▶ DOCUMENT EXCERPT
• • • •

Scholars say that health inequality is composed of three related problems. The first involves health itself and includes diseases, violence, drug abuse, and other afflictions. The second involves access to care and includes hospitals, doctors, clinics, medical technology, medicine, and proper medical procedures. The third involves access to health insurance, specifically people’s ability to pay for the care.
Each problem has intertwined solutions. The Affordable Care Act has taken strides to give equal access to health insurance, but this has not necessarily translated into solutions regarding equal access to care, and even less progress was made to make citizens equally as healthy.
Health inequality is clearly a product of unequal access to quality care and health insurance. However, Katherine Baicker, a Professor of Health Economics at the Harvard Chan School and acting chair of the Department of Health Policy and Management, said “Health insurance affects health care. Health care affects health. But there are other things that affect health.”

• • • •

▶ DATA LISTING
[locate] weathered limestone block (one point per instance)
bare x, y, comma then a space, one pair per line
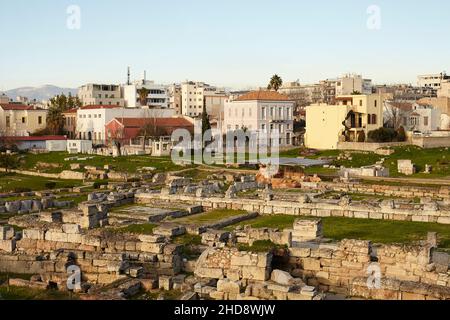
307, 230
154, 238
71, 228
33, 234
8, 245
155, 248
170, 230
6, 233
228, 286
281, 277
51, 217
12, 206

• • • •

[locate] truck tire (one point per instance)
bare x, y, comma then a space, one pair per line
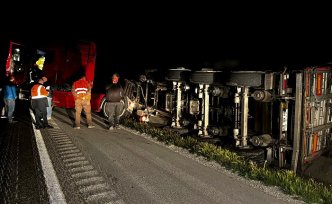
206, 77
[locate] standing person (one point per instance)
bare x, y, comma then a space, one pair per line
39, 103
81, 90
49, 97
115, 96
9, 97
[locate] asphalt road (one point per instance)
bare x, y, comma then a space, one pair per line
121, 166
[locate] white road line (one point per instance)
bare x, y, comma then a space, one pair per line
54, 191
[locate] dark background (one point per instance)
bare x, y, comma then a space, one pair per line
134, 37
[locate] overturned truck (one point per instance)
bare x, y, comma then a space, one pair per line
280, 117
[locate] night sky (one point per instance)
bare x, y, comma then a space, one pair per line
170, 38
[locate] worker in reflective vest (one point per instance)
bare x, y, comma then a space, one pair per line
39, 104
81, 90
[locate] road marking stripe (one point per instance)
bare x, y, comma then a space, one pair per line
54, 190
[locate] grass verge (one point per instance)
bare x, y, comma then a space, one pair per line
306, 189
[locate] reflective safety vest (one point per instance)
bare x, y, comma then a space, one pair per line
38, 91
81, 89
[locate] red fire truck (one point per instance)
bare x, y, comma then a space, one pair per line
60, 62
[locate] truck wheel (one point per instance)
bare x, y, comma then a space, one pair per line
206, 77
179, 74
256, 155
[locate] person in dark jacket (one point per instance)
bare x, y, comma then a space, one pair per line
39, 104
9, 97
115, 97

• • • •

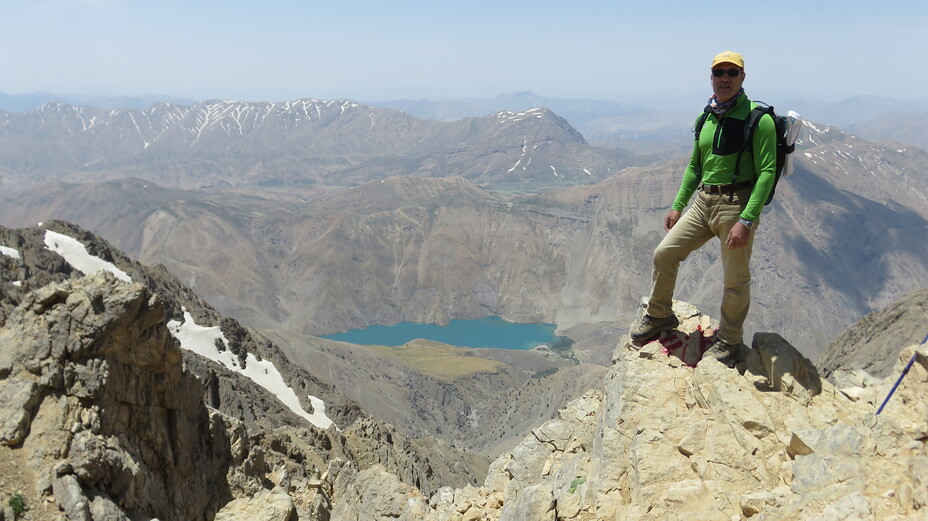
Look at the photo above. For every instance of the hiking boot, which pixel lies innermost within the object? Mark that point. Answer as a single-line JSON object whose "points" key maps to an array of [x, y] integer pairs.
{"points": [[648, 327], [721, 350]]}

• • • •

▶ CHECK YOUR UNDERSTANDING
1. In the health inequality passage, what positions does Katherine Baicker hold?
2. Please continue the health inequality passage from where it ends.
You can do the work without the entries.

▶ RESULTS FOR EACH TASK
1. She is a Professor of Health Economics at the Harvard Chan School and acting chair of the Department of Health Policy and Management.

2.
Health inequality is entangled within societal problems like race, unequal education, unequal economic opportunities, unfavorable geography. However, analysts say the deepest and most consistent cause is income. Poorer Americans are unfortunately dealt with a substandard quality of care, poorer living environment, and negative social influences.
The life expectancy gap between rich and poor Americans is 15 years, and some life expectancy gaps between the richest and poorest counties stretch 30 years.
Eliminating health inequality requires finding solutions to overarching and intertwined societal problems, both inside and outside of healthcare. Poor education often leads to low paying jobs, which lead to poor standards to livings, which lead to poor diets and habits. Addressing these problems requires extreme breadth and innovation from the government.